(Excerpts from point annotation data)
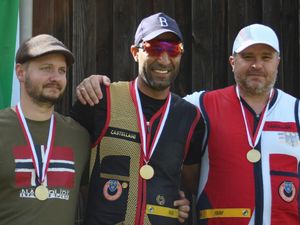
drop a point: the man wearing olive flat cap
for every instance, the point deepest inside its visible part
(42, 153)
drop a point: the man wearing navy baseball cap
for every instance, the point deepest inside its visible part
(143, 133)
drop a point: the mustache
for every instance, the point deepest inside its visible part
(53, 85)
(158, 66)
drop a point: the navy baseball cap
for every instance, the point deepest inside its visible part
(154, 25)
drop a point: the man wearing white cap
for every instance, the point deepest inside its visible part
(250, 162)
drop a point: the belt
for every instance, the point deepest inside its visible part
(226, 212)
(161, 211)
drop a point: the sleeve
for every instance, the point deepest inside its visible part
(93, 118)
(194, 154)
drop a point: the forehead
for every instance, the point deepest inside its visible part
(167, 36)
(52, 58)
(259, 48)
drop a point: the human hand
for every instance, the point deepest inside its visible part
(183, 205)
(89, 91)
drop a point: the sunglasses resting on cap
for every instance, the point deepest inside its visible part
(156, 47)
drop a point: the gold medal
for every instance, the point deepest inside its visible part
(253, 155)
(147, 172)
(41, 192)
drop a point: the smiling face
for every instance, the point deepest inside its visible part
(255, 69)
(158, 72)
(43, 80)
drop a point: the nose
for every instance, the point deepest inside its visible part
(257, 64)
(56, 75)
(164, 58)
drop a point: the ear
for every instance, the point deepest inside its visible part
(231, 62)
(134, 51)
(20, 72)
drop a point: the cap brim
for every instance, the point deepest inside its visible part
(159, 32)
(250, 43)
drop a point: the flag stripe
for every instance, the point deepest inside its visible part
(8, 38)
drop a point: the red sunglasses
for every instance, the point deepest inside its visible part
(156, 48)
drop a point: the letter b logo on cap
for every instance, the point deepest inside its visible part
(163, 22)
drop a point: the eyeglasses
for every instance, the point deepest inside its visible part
(156, 48)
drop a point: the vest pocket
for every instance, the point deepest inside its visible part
(285, 189)
(114, 186)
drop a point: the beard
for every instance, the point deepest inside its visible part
(41, 96)
(156, 83)
(255, 88)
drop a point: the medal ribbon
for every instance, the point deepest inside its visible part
(142, 122)
(253, 141)
(50, 143)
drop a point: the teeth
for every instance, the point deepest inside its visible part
(161, 71)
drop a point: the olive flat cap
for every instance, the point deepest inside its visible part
(41, 45)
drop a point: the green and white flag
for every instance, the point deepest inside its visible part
(9, 42)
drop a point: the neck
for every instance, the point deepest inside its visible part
(156, 94)
(34, 111)
(256, 101)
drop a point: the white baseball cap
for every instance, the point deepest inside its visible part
(255, 34)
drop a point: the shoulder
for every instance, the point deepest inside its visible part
(182, 104)
(68, 123)
(6, 116)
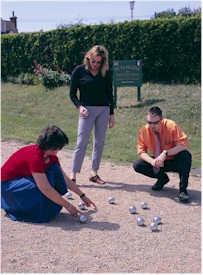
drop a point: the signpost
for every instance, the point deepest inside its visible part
(127, 73)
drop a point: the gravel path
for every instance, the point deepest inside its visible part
(110, 241)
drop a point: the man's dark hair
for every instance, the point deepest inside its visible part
(52, 138)
(155, 111)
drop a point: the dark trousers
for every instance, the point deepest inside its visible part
(181, 164)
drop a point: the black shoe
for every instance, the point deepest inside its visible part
(183, 196)
(160, 183)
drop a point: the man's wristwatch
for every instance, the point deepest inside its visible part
(165, 152)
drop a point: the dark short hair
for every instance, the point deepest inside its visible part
(155, 111)
(52, 138)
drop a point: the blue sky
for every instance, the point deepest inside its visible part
(47, 15)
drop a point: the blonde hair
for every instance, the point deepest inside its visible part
(97, 51)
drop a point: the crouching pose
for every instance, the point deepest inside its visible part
(169, 146)
(33, 181)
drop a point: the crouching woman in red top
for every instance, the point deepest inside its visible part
(33, 182)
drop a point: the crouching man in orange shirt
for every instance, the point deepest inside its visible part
(169, 146)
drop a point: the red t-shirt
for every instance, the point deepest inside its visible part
(24, 162)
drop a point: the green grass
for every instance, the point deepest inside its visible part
(25, 110)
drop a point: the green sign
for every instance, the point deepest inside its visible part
(127, 73)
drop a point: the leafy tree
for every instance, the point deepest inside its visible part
(165, 14)
(186, 12)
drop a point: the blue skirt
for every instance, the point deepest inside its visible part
(23, 201)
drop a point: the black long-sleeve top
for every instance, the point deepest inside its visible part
(93, 90)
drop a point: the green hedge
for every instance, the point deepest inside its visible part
(170, 49)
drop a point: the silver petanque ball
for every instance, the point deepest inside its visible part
(140, 221)
(144, 204)
(132, 209)
(157, 219)
(153, 226)
(69, 195)
(83, 218)
(111, 200)
(81, 205)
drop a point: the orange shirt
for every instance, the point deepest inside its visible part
(171, 135)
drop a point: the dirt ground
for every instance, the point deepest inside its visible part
(110, 241)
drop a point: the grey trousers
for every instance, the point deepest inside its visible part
(98, 118)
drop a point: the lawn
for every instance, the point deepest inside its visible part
(25, 110)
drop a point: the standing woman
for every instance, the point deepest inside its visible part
(95, 106)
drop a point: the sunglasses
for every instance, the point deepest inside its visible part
(93, 62)
(154, 123)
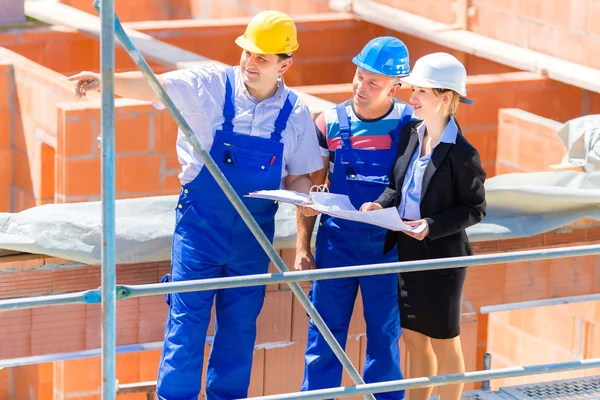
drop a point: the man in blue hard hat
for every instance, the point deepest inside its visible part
(358, 141)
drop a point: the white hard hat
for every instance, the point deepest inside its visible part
(440, 71)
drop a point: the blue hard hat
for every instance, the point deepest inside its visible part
(384, 55)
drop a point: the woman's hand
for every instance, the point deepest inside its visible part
(422, 234)
(370, 206)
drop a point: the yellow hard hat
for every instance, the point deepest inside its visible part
(269, 32)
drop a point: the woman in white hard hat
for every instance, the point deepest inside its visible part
(436, 185)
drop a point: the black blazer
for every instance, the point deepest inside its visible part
(452, 197)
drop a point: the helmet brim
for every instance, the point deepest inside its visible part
(426, 83)
(248, 45)
(253, 48)
(364, 66)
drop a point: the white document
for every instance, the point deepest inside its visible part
(286, 196)
(339, 205)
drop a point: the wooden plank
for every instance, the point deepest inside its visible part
(472, 43)
(153, 49)
(138, 387)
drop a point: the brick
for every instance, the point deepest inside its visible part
(6, 383)
(257, 377)
(527, 280)
(6, 167)
(82, 177)
(284, 366)
(6, 120)
(571, 276)
(274, 323)
(593, 13)
(300, 320)
(23, 200)
(79, 135)
(82, 376)
(15, 330)
(165, 129)
(485, 141)
(485, 285)
(128, 367)
(48, 156)
(22, 173)
(128, 182)
(55, 330)
(170, 168)
(34, 283)
(289, 258)
(493, 23)
(133, 134)
(127, 321)
(152, 318)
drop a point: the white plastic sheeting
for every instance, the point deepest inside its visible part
(581, 136)
(519, 205)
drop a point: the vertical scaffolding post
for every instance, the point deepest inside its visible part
(487, 365)
(107, 62)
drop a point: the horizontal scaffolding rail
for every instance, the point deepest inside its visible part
(416, 383)
(130, 291)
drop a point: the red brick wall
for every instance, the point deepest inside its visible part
(566, 29)
(527, 142)
(152, 10)
(545, 335)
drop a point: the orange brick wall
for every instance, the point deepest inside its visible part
(527, 142)
(563, 28)
(339, 37)
(64, 50)
(145, 141)
(33, 123)
(544, 335)
(141, 320)
(7, 121)
(6, 383)
(480, 120)
(152, 10)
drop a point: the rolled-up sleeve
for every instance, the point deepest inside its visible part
(187, 87)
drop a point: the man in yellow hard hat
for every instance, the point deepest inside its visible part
(262, 137)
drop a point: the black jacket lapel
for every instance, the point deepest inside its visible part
(404, 159)
(437, 157)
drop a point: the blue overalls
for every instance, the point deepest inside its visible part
(362, 175)
(210, 241)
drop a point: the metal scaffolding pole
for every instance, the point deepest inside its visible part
(432, 381)
(232, 195)
(109, 298)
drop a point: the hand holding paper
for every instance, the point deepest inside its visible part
(338, 205)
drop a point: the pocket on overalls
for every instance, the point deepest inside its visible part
(370, 175)
(184, 205)
(249, 159)
(166, 279)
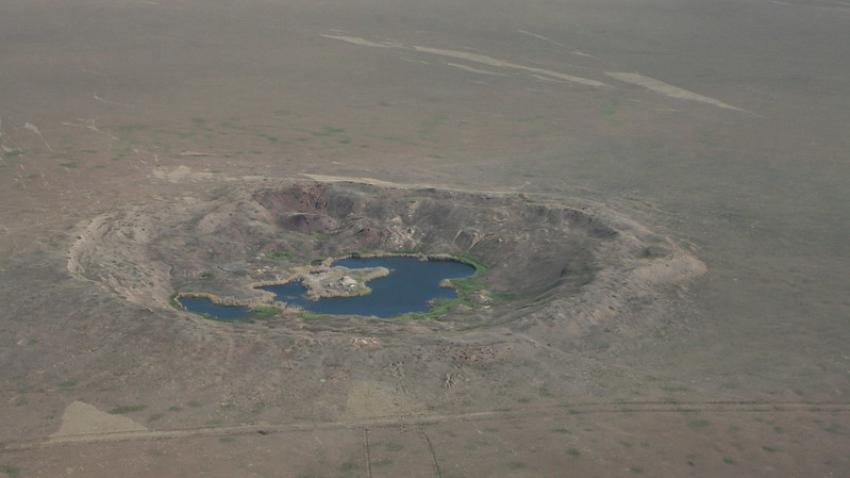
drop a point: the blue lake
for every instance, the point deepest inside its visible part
(203, 305)
(412, 283)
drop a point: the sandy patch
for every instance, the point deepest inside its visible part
(375, 399)
(83, 419)
(666, 89)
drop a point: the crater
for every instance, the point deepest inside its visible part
(287, 252)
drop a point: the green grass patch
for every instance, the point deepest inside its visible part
(124, 409)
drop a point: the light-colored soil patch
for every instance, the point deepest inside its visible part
(375, 399)
(668, 89)
(82, 419)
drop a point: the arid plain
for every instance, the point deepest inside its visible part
(659, 186)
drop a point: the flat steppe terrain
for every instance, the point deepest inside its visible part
(722, 126)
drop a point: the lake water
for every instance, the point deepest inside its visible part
(409, 287)
(203, 305)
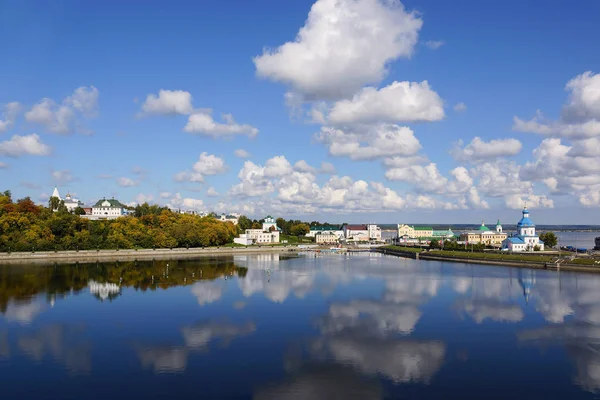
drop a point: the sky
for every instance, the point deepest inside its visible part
(421, 111)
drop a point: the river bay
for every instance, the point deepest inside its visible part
(270, 326)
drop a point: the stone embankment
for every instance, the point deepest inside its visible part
(431, 256)
(140, 254)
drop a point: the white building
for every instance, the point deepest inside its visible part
(229, 218)
(362, 233)
(267, 235)
(316, 230)
(525, 239)
(70, 202)
(107, 209)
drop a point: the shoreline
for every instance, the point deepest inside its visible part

_Short exercise_
Pictures must be left out. Repeat exactly the lines from the one containing "drop a point: the lake water" through the final line of the data.

_Exercise output_
drop a point: the lake water
for every instance, the point deepest inside its visible part
(409, 287)
(203, 305)
drop a point: the sky
for every instance, the point deepest inside its visible part
(421, 111)
drop a point: the river bay
for every instance, the point deepest inside its visible part
(270, 326)
drop a point: the stone embankment
for every instance, the point deepest inside its visible part
(431, 256)
(140, 254)
drop a point: the white building
for every instance, the point deepest inside its visible part
(229, 218)
(362, 233)
(267, 235)
(316, 230)
(525, 239)
(70, 202)
(107, 209)
drop a point: the shoreline
for every instance, the point deepest inside its visible part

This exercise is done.